> _Goal 1_:
Which file formats does the FileCommand page say the command supports?

= = = = =

FileCommand

FileCommand loads data files from disk into the tabular store. It supports CSV, JSON, and Parquet formats.

When to Use

Use FileCommand when you need to:

  • Load one or more data files into a pipeline
  • Ingest data in different formats (CSV, JSON, Parquet)
  • Make tabular data available for SQL queries or aggregations

Attributes

AttributeTypeRequiredDescription
filesArray of objectsYesArray of file specifications to load

File Object Fields

Each object in the files array has the following fields:

FieldTypeRequiredDescription
nameStringYesIdentifier for this file in the tabular store
fileStringYesPath to the file (supports Tera substitution)
formatStringYesFile format: csv, json, or parquet (supports Tera substitution)

Results

Meta Results

ResultTypeDescription
countNumberTotal number of files loaded
total_rowsNumberSum of rows across all loaded files
total_sizeNumberSum of file sizes in bytes

Data Results (Per File)

= = = = =

> _Goal 2_:
In the rows, starting with the line containing "Mark one point on every instance of the cardboard" and going on through the end of the rows, rewrite those lines with "cardboard box" changed to "wooden crate" and everything else left as is.

> _Exercise inputs_:
= = = = =

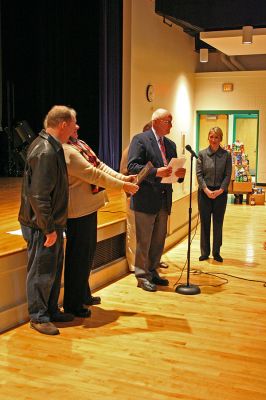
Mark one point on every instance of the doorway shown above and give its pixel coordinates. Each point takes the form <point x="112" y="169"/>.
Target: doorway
<point x="236" y="125"/>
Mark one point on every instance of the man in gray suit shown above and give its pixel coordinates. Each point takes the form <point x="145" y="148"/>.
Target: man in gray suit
<point x="152" y="203"/>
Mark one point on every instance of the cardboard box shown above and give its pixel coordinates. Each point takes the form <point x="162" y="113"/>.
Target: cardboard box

= = = = =

> _Result 1_:
CSV, JSON, Parquet

> _Result 2_:
Mark one point on every instance of the wooden crate shown above and give its pixel coordinates. Each point takes the form <point x="162" y="113"/>.
Target: wooden crate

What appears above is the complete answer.